● QUÉ HAY QUE HACER
Extrae todas las líneas de abajo y reprodúcelas sin cambiar nada.

● DATOS PROPORCIONADOS
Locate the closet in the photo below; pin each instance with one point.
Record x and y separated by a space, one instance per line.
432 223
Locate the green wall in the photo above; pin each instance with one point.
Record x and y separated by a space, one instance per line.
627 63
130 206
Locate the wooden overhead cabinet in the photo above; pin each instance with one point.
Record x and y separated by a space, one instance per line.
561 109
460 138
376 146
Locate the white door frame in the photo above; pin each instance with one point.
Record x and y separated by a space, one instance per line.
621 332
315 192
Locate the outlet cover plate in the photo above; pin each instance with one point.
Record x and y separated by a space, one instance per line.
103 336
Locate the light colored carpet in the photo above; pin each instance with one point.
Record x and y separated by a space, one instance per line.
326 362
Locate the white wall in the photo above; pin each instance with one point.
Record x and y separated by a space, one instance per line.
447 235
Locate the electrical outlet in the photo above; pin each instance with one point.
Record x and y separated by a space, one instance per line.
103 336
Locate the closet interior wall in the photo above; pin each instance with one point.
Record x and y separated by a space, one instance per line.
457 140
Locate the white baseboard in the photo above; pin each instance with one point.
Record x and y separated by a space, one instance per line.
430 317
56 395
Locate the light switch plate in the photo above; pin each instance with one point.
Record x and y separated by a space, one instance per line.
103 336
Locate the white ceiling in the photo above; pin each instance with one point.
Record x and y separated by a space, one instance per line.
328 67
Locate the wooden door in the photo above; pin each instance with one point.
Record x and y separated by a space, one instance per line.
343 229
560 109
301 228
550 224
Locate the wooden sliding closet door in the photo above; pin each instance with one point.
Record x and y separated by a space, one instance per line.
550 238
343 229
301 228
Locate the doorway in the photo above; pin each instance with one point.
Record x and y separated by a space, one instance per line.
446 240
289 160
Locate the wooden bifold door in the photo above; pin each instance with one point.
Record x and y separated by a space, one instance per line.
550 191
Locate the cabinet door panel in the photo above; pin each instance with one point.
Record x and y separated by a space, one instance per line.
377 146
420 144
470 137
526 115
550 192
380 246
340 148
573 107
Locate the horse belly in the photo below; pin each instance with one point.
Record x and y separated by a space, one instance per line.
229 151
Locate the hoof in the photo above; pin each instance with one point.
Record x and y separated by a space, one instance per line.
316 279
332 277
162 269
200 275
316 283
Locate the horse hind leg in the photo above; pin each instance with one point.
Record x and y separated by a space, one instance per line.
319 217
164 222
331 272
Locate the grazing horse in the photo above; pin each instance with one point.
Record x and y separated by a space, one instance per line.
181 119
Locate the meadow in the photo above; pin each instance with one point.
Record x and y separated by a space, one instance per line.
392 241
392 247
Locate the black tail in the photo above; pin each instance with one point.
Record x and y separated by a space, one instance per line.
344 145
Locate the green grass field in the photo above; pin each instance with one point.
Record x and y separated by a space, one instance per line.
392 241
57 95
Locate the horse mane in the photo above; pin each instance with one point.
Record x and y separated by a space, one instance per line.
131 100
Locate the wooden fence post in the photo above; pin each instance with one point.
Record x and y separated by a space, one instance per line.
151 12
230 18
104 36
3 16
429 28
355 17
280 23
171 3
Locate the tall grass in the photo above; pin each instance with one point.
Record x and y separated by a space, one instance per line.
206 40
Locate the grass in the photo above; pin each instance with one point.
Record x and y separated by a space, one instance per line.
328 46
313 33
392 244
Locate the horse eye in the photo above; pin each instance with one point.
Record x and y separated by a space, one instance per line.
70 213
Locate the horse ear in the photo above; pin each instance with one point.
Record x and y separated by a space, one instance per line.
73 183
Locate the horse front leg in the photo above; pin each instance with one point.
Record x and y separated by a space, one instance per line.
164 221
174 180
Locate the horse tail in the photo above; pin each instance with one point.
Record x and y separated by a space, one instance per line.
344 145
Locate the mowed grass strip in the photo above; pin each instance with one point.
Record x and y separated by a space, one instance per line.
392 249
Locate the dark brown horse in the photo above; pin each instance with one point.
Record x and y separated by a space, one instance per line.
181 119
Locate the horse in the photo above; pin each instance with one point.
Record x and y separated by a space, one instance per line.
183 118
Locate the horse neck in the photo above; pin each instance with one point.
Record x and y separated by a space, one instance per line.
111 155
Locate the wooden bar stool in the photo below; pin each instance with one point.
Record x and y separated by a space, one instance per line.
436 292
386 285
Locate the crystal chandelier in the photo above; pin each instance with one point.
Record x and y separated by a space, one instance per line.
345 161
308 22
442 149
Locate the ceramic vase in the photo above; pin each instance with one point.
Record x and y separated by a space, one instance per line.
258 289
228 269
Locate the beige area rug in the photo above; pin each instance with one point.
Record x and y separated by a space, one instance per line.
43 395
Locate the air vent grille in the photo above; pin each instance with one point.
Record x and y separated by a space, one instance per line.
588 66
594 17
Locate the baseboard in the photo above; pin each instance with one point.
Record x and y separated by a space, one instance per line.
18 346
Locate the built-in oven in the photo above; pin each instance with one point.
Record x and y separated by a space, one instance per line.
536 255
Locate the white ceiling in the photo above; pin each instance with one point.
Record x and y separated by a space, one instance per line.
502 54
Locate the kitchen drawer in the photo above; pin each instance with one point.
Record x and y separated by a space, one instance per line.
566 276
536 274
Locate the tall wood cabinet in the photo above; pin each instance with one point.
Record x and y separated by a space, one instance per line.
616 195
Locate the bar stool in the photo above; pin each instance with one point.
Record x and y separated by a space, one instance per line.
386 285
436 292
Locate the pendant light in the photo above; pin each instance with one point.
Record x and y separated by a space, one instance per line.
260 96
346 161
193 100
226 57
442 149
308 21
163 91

● SOLUCIÓN
Locate the closet in the photo below; pin each instance with one point.
Record x and y separated by a space, one instance per line.
432 223
Locate the green wall in the photo above; pin each instance with one point.
Record x and y separated by a space, one instance per line.
627 63
130 206
Locate the wooden overhead cabinet in the photo above; pin each instance with one point.
Record x and y separated by a space, one instance per line.
561 109
460 138
376 146
Locate the white door frame in the photo above; pin each instance with one point.
Record x and y separated by a space, one instance per line.
621 332
315 192
Locate the outlet cover plate in the photo above; pin each instance with one point.
Record x and y separated by a space, one instance per line.
103 336
Locate the light colored carpet in the photo above; pin each instance with one point.
Record x and y separated by a space, one instance per line.
326 362
Locate the white wall in the photo above; pin each instance with one point.
Record x and y separated by a space, one instance per line.
447 235
Locate the electrical outlet in the photo above; pin each instance with one point.
Record x and y separated by a space, one instance per line.
103 336
Locate the closet interior wall in the photo above; pin each instance with one point.
Record x and y separated by a space, one instance per line.
457 140
Locate the white baseboard in the photo above; pin each instance with one point.
Record x and y separated by a space, one instance per line.
430 317
56 395
Locate the light switch plate in the photo above; pin each instance with one point.
Record x and y separated by a space, one instance per line.
103 336
Locate the white ceiling in the photo above; pin each instance with one point.
Record x and y separated by a space, one instance per line.
328 67
Locate the wooden door in the photo above; pin each instance with one point.
Record x and y separated by a space, one instance per line.
343 229
560 109
301 228
550 224
Locate the wooden sliding closet door in the photo above; pin each instance with one point.
Record x and y separated by a space, one instance per line.
550 238
343 229
301 228
Locate the doorway in the photo above; pin each instance with one point.
Record x and y separated by a space, one instance per line.
446 240
289 160
Locate the wooden bifold door in the photo above; pin each instance with one point.
Record x and y separated by a space, one instance per line.
550 191
Locate the cabinet door panel in the photo above; pin each instance with one point.
Record x and y separated by a space, one instance per line.
377 146
420 144
470 137
526 115
550 192
380 246
340 148
573 107
Locate the horse belly in the photo below; pin each instance with one point.
Record x and y separated by a space, one instance per line.
229 151
Locate the hoof in the photo above; pin each instance with one point.
Record x and y separated by a space, one instance per line.
316 279
332 277
162 269
200 275
316 283
Locate the horse hind leg in the photo above; pin each instance with one point.
Record x and y separated by a space, one instance per line.
319 217
164 222
331 272
Locate the grazing horse in the photo above; pin each instance with one point.
Record x and y separated by a space, one instance per line.
181 119
Locate the meadow in the photo above; pin each instance with one point.
Record x and y separated by a space, one instance per line.
392 241
392 247
Locate the black tail in the photo above; pin each instance with one point.
Record x and y separated by a space, one instance per line.
344 145
Locate the green grass field in the photo above; pin each instance with one point.
Record x and y separated by a space, one instance per line.
392 241
57 95
Locate the horse mane in the photo above; pin each instance with one point.
Record x and y separated by a space, one instance per line.
131 100
Locate the wooden fence post in the photo above; pin each instance with one point.
Record x and y separated by a space, one instance per line.
151 12
230 18
104 36
3 16
429 28
355 17
280 23
171 3
Locate the tall grass in the photo above; pin each instance with one point.
Record x and y separated by a space, one instance per line.
206 40
Locate the grass in the photo above; pin each instance with one point.
Record x and y separated by a space, one instance per line.
328 46
313 33
392 244
Locate the horse eye in the photo above; pin each instance with one point.
Record x and y separated by a space, one instance per line.
70 213
Locate the horse ear in the photo above; pin each instance with one point.
Record x and y separated by a space, one instance per line.
73 183
Locate the horse front leg in the photo above; pin each instance with one point.
Record x and y separated by a space, one instance per line.
164 221
174 180
Locate the horse tail in the photo above; pin each instance with one point.
Record x and y separated by a space, one instance per line.
344 145
Locate the mowed grass strip in the photo above; pin each instance with one point.
Record x and y separated by a space, one instance per line.
392 249
Locate the dark brown horse in the photo above; pin each instance with one point.
Record x and y separated by a space, one instance per line.
181 119
Locate the horse in the photo above; pin each instance with one point.
Record x and y separated by a space, one instance per line.
183 118
Locate the horse neck in the photo above; pin each instance with one point.
Record x and y separated by a space, one instance per line.
111 155
Locate the wooden bar stool in the photo below; pin each instance with one point.
Record x and y separated by a space, one instance per line.
436 292
386 285
Locate the crystal chandelier in the photo above; pin each instance with one point.
Record x and y separated by a space, one instance per line.
345 161
308 22
442 149
Locate the ceramic vase in the photo above; pin each instance with one point.
Record x and y separated by a space, one instance per line.
258 289
228 269
Locate the beige area rug in the photo above; pin each instance with one point.
Record x and y separated by a space, one instance per line.
43 395
Locate the air vent grille in the photo above; pin each instance with one point.
Record x and y separated by a space, one instance per line.
588 66
594 17
Locate the baseboard in the photo above; pin each instance with one point.
Record x and y separated by a space, one instance per line.
18 346
Locate the built-in oven in the photo above; pin each instance with one point.
Record x and y separated by a space, one instance per line.
536 255
Locate the white ceiling in the photo above; pin each instance with one point.
Record x and y separated by a space, one instance per line.
502 54
Locate the kitchen drawer in the photo above; pin each instance with one point.
Record x and y separated by a space, one instance per line.
566 276
536 274
Locate the tall wood cabinet in the photo above; pin each instance with one point.
Record x and y separated by a space, one instance per line.
616 195
Locate the bar stool in the photo above; pin each instance with one point.
Record x and y separated by a space, one instance per line.
386 285
436 292
Locate the pendant light in the photo above; pin each instance with one point.
Record x and y separated by a space, one instance per line.
260 96
346 161
193 100
226 57
442 149
308 21
163 91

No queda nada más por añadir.